_Texto apresentado_:
------------
Fomos atrás do descanso no coração da planície e acabámos a partir ovos e a picar cebola, numa cozinha onde antigamente se desmanchava o porco depois da matança. No Refúgio da Vila, em Portel, de avental posto, ajudámos a fazer o almoço e sentimo-nos em casa.
Sábado, meio-dia. Nesta escola não se ouve o toque da campainha a chamar para a aula, é pelo olfacto que somos tentados a entrar. Cheira a especiarias, a carne, a bacalhau, a salsa e a alho. E a outras coisas que ainda não conseguimos deslindar. Enquanto esperamos pelo chef, que há-de desvendar os segredos dos pratos típicos do Alentejo, pomos o avental. A barriga já dá horas, mas não por muito tempo.
 
No programa que nos tinham sugerido para o fim-de-semana no Refúgio da Vila, em Portel (Évora), este parecia ser o ponto alto. Desde que abriu, em 1999, numa antiga casa agrícola apalaçada do século XIX, o hotel rural de quatro estrelas tem uma Escola de Cozinha que já foi considerada uma das dez melhores da Europa por um jornal inglês. Mesmo com o hotel em risco de fechar no ano passado devido à quebra da procura, as aulas não pararam. 
 
A escola foi uma ideia que a proprietária, Sofia Vieira, ex-guia turística, trouxe das viagens que fez pela Europa, onde proliferavam projectos do género — antes mesmo de os concursos culinários se terem tornado moda nas televisões. “Percebi que as pessoas que viajam gostam de ter coisas para fazer, e que a mesa de uma cozinha é o local ideal para se falar de tudo”, conta. Em 1993, foi de Lisboa a Portel com um anúncio de jornal na mão. Mal viu o edifício senhorial foi “amor à primeira vista”. Apaixonou-se pela alma do espaço onde viveram fidalgos ligados à Casa Real e onde foi rodado um filme português, Cerromaior, que adaptou ao cinema o primeiro romance de Manuel da Fonseca. 
 
Sofia Vieira comprou o edifício de paredes abobadadas e as pequenas casas contíguas para criar um hotel com “ar de casa”, sem grande luxo. Conseguiu. Além de 30 quartos, uma sala de bilhar e uma agradável sala de estar (com lareira, porque afinal no Alentejo faz frio), tem também uma sala de conferências, para empresas. E também acolhe casamentos ou festas de aniversário. No jardim interior, há espaço para as correrias dos mais pequenos.
 
Maratona gastronómica
 
A proprietária quis manter as pinturas murais nas paredes do primeiro andar da casa principal, que contam pequenas histórias das aventuras lusas pelo Norte de África. Nos corredores, apenas uma das fotos penduradas pertence à matriarca da última família que habitou a casa, a Amaral-Palhavã. As restantes são de familiares da actual proprietária. A imagem de marca do hotel é um cavalo, uma vez que a coudelaria de Portel, nascida em 1557, esteve na origem da raça alter-real (mais tarde transferida para Alter do Chão).
------------
_Registos extraídos_:
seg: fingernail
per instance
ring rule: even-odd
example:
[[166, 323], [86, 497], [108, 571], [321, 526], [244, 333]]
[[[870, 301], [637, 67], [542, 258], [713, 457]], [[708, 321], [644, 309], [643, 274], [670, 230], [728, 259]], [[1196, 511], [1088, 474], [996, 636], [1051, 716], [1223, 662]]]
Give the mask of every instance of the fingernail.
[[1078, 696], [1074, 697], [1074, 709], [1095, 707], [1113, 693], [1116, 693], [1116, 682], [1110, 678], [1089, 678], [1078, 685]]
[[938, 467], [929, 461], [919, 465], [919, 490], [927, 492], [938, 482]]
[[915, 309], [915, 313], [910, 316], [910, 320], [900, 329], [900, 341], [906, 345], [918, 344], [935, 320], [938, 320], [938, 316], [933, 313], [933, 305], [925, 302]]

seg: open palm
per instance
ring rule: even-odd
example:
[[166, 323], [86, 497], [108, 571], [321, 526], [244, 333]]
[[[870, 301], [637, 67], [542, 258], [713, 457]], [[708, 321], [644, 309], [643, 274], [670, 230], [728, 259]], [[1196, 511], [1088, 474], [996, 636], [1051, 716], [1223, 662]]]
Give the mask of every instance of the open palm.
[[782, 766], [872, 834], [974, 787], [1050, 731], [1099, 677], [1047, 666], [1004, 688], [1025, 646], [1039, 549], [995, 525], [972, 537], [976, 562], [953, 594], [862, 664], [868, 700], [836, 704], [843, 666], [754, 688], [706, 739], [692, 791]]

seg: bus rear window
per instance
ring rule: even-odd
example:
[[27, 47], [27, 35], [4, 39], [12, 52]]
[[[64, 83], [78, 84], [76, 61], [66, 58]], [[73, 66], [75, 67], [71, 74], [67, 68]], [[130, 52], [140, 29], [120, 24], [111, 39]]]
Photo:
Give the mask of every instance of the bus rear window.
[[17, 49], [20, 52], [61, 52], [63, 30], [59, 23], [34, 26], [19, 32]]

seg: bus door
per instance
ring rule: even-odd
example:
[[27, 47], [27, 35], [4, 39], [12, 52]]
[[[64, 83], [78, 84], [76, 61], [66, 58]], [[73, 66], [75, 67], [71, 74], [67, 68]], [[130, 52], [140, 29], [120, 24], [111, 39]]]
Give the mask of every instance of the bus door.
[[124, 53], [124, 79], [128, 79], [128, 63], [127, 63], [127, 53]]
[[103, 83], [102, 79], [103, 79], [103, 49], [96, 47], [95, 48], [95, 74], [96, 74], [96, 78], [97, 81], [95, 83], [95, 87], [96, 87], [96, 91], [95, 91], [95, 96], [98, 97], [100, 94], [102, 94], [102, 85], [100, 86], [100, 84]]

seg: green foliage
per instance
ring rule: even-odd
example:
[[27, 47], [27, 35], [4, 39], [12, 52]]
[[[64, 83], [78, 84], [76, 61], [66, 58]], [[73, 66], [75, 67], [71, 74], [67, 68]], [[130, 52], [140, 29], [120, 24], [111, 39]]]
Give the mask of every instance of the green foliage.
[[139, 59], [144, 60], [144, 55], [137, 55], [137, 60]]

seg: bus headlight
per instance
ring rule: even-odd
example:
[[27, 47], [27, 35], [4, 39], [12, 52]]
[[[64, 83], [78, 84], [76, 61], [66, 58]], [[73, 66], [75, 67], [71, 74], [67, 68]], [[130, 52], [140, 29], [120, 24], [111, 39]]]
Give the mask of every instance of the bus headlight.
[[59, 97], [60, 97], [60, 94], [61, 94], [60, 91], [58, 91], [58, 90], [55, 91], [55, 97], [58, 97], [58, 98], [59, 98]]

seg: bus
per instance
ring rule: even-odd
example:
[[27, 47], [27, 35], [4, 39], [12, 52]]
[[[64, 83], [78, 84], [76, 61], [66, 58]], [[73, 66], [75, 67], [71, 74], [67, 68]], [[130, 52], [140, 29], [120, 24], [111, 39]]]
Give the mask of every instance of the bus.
------------
_O exercício_: Indique, por favor, se cada afirmação concorda com o texto sobre o Refúgio da Vila. Responda sim ou não e cite as palavras do texto que o decidem: (a) o hotel abriu em 1999; (b) o hotel tem 40 quartos; (c) Sofia Vieira foi de Lisboa a Portel em 1993.

_Resposta abaixo_:
(a) Sim: "Desde que abriu, em 1999"
(b) Não: "Além de 30 quartos"
(c) Sim: "Em 1993, foi de Lisboa a Portel com um anúncio de jornal na mão."